**TRAVAIL À FAIRE**
(1) Les affirmations (a), (b) et (c) concordent-elles avec l'extrait sur le projet de pipeline ? Répondez par oui ou par non et citez chaque fois les mots décisifs du texte.
(a) Les grandes pétrolières font déjà beaucoup de pression pour que le projet avance plus vite.
(b) Les pétrolières sont les seules à ne pas exprimer franchement le fond de leur pensée.
(c) Il paraît mieux de dire que la bureaucratie entrave le projet.
(2) Dans l'extrait sur le projet de pipeline, de quoi se plaint-on pour souligner l'impatience des multinationales ?
━━━━━ EXTRAIT DE PAGE
En effet, il y a déjà beaucoup de pression fait par les grandes pétrolières afin que le projet avance plus rapidement. On se plaint de la bureaucratie entourant l’évaluation environnementale pour souligner l’impatience de ces multinationales. Est-ce vraiment la bureaucratie en question qui est le problème ou est-ce plutôt que leur projet soit assujetti à un examen environnemental? En cette ère de sensibilisation accrue aux questions environnementales, ça paraîtrait mal de dire : « On est tanné du processus d’évaluation. Laissez-nous simplement le construire ce foutu pipeline.» Non, ça paraît mieux de dire que la bureaucratie entrave le projet.

Ah, mais elles ne sont pas les seules, ces pétrolières, à ne pas exprimer franchement le fonds de leur pensée. À n’en pas douter, certains groupes qui s’opposent au projet, peu importe les garanties offertes en matière environnementale, vont utiliser tous les arguments pour justement retarder le projet. Ces groupes perdraient la face devant le public s’ils se contentaient simplement de dire : « Nous, on en veut pas du tout de ce projet! Le retarder de quelques mois est déjà bon en soi». C’est préférable de dire « Il y a beaucoup de documents, laissez nous le temps de les analyser ».
━━━━━━━━━━
━━━━━ ENTRÉES RÉPERTORIÉES
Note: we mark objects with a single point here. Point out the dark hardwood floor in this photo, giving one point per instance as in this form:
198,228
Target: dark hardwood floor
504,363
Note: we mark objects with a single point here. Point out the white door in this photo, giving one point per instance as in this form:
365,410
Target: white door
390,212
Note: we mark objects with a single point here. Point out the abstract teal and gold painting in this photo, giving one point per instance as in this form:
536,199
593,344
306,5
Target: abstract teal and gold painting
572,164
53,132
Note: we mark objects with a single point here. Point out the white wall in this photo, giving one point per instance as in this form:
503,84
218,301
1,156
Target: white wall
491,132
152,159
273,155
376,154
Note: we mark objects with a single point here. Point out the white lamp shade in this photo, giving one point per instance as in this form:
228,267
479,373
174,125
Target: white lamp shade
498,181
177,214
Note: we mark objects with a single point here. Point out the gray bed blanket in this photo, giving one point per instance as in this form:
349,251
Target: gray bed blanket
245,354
━━━━━━━━━━
━━━━━ ENTRÉES RÉPERTORIÉES
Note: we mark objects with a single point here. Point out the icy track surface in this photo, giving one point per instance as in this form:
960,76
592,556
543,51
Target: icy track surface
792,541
━━━━━━━━━━
**CORRIGÉ DES EXERCICES**
(1)
(a) Oui : « il y a déjà beaucoup de pression fait par les grandes pétrolières afin que le projet avance plus rapidement ».
(b) Non : « elles ne sont pas les seules, ces pétrolières, à ne pas exprimer franchement le fonds de leur pensée ».
(c) Oui : « ça paraît mieux de dire que la bureaucratie entrave le projet ».

(2) On se plaint de la bureaucratie entourant l’évaluation environnementale.